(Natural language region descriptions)
<<<<
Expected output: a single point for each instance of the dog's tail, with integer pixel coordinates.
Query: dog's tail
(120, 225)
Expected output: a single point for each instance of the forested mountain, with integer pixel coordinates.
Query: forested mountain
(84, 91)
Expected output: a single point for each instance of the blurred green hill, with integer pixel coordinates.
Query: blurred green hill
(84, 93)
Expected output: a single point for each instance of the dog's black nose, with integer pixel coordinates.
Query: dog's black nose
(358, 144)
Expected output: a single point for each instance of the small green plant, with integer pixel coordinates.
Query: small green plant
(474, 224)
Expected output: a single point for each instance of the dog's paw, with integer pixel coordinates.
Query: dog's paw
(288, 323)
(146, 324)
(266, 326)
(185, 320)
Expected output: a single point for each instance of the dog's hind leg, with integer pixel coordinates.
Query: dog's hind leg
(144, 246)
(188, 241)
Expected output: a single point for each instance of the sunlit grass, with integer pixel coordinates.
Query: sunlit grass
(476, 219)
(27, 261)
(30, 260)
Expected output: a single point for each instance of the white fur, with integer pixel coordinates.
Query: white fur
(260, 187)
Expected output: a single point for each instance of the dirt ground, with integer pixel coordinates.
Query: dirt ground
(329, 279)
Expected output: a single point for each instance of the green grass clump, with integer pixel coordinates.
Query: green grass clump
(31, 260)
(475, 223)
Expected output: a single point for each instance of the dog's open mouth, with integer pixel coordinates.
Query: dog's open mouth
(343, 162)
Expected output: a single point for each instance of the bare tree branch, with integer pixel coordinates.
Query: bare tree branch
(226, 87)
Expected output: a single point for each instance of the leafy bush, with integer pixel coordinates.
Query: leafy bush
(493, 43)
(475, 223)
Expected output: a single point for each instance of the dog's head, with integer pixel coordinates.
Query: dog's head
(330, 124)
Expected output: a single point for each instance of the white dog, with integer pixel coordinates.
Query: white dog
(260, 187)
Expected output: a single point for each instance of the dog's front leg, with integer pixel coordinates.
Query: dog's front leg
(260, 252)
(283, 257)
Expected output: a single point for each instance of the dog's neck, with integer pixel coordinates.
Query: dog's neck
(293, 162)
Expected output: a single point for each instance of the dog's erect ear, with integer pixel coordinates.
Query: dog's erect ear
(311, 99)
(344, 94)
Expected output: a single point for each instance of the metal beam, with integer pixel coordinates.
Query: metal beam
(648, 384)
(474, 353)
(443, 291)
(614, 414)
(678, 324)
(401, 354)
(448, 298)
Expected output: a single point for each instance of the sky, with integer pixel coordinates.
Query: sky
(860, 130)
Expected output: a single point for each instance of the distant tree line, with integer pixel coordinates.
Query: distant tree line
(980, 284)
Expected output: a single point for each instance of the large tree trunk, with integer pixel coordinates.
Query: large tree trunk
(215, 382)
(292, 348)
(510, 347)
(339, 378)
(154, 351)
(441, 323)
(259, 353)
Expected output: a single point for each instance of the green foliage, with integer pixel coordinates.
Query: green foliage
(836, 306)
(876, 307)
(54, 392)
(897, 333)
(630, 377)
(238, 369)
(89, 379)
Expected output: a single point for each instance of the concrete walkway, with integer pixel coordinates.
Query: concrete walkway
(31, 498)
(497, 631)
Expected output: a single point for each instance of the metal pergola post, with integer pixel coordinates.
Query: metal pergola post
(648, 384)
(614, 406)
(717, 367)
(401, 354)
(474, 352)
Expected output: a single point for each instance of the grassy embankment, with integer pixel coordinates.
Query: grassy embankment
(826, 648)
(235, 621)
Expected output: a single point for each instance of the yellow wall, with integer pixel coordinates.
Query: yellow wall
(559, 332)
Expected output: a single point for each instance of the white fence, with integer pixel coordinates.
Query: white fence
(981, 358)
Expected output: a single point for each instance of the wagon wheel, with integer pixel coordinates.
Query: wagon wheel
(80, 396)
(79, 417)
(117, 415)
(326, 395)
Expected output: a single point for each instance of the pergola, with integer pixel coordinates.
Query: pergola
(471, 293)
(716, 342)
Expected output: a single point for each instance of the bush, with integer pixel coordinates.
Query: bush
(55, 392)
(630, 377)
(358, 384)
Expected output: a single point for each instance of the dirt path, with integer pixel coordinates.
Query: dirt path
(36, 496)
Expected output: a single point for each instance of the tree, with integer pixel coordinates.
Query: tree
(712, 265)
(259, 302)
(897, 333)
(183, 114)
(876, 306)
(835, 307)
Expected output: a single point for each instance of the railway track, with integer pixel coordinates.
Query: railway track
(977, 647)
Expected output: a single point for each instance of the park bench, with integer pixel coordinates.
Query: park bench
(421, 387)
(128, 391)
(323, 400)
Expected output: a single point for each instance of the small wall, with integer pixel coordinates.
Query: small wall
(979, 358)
>>>>
• [What the task requires] Write out each record exactly, without addition or omission.

• [Task result]
Expected output: a single point for each instance of the dog's tail, with integer pixel coordinates.
Query: dog's tail
(120, 225)
Expected output: a single point for each instance of the forested mountain, with integer pixel coordinates.
Query: forested mountain
(84, 91)
Expected output: a single point for each instance of the blurred green hill, with integer pixel coordinates.
Query: blurred green hill
(84, 93)
Expected output: a single point for each instance of the dog's black nose, with integer pixel coordinates.
Query: dog's black nose
(358, 144)
Expected output: a single point for each instance of the small green plant, with integer pixel coordinates.
Query: small green plant
(474, 224)
Expected output: a single point for each instance of the dog's paw, with integer pixel coordinates.
Query: dog's paw
(288, 323)
(146, 324)
(266, 326)
(185, 320)
Expected output: a single point for each instance of the dog's hind leg, with integer pixel coordinates.
Query: dog's hind leg
(144, 246)
(188, 241)
Expected output: a single point for each instance of the sunlit grass, with integer pixel coordinates.
Query: sunlit grass
(476, 219)
(27, 261)
(30, 260)
Expected output: a single point for each instance of the white fur, with integer pixel coordinates.
Query: white fur
(260, 187)
Expected output: a single point for each instance of the dirt ground, with integer pixel coordinates.
Query: dirt ground
(329, 279)
Expected output: a single point for each instance of the green grass clump, with integer pixel coordinates.
Query: green grass clump
(31, 260)
(475, 223)
Expected output: a single point for each instance of the dog's open mouth, with integer pixel coordinates.
Query: dog's open mouth
(343, 162)
Expected output: a single point for each instance of the bare tree branch, with integer pixel coordinates.
Query: bare tree branch
(226, 87)
Expected output: a single point for each instance of the leafy bush, with integer pixel coordinates.
Query: leafy bush
(493, 43)
(475, 223)
Expected output: a single point for each instance of the dog's head, with integer pixel coordinates.
Query: dog's head
(330, 124)
Expected output: a single point for each instance of the white dog, with integer pixel coordinates.
Query: white dog
(260, 187)
Expected output: a single point for each instance of the dog's front leg, with integer pixel coordinates.
Query: dog's front leg
(260, 252)
(283, 257)
Expected output: a single point for each instance of the dog's neck, with integer pixel coordinates.
Query: dog's neck
(293, 162)
Expected output: a single point for each instance of the dog's erect ear, with integer pixel coordinates.
Query: dog's erect ear
(311, 99)
(344, 94)
Expected output: a single point for each instance of the metal beam, with integer pixel coordinates.
Query: metal beam
(648, 384)
(474, 353)
(443, 291)
(614, 414)
(678, 324)
(401, 354)
(448, 298)
Expected output: a single point for each instance of the sky, with integer pixel coordinates.
Query: sky
(860, 130)
Expected output: a single point for each instance of the distant tree line, with integer pixel coordinates.
Query: distant tree line
(980, 284)
Expected output: a single point for each instance of the large tree trunk, with integer pixel coordinates.
Query: large tree trunk
(215, 382)
(292, 348)
(510, 347)
(339, 378)
(154, 351)
(441, 323)
(259, 353)
Expected output: a single point for each instance of the green foliage, with integer pixel coordinates.
Query: green foliage
(836, 306)
(876, 307)
(54, 392)
(897, 333)
(630, 377)
(238, 369)
(89, 379)
Expected output: a single point for each instance of the concrete walkway, with integer pixel coordinates.
Query: concrete walkway
(31, 498)
(497, 631)
Expected output: a single point for each instance of the metal pergola post, with integer pixel coordinates.
Query: metal pergola post
(648, 384)
(614, 406)
(717, 367)
(401, 354)
(474, 352)
Expected output: a single point for each instance of the grassy embankment, with integer pixel coordinates.
Query: grassy embankment
(826, 648)
(235, 621)
Expected output: a single point for each instance of the yellow wall, with integer pixel coordinates.
Query: yellow wall
(559, 332)
Expected output: a single point for each instance of the white fence, with integer pixel coordinates.
Query: white fence
(981, 358)
Expected output: a single point for each instance of the wagon wheel, with integer pixel coordinates.
Query: wagon wheel
(80, 396)
(79, 417)
(117, 415)
(326, 395)
Expected output: a single point for each instance of the pergola, with integer pixel coordinates.
Query: pergola
(471, 293)
(716, 342)
Expected output: a single point for each instance of the bush, with integer pixel coordinates.
Query: bush
(55, 392)
(630, 377)
(358, 384)
Expected output: a single point for each instance of the dirt path, with integer pixel coordinates.
Query: dirt path
(36, 496)
Expected output: a single point for each instance of the tree, with integer pixel coordinates.
Query: tree
(712, 265)
(259, 302)
(897, 333)
(183, 114)
(876, 306)
(835, 307)
Expected output: a single point for each instance of the railway track, with integer pixel coordinates.
Query: railway track
(977, 647)
Expected output: a single point for each instance of the park bench, with integer pixel coordinates.
Query: park bench
(421, 387)
(128, 391)
(323, 400)
Expected output: a single point for each instance of the small wall, with integer pixel coordinates.
Query: small wall
(979, 358)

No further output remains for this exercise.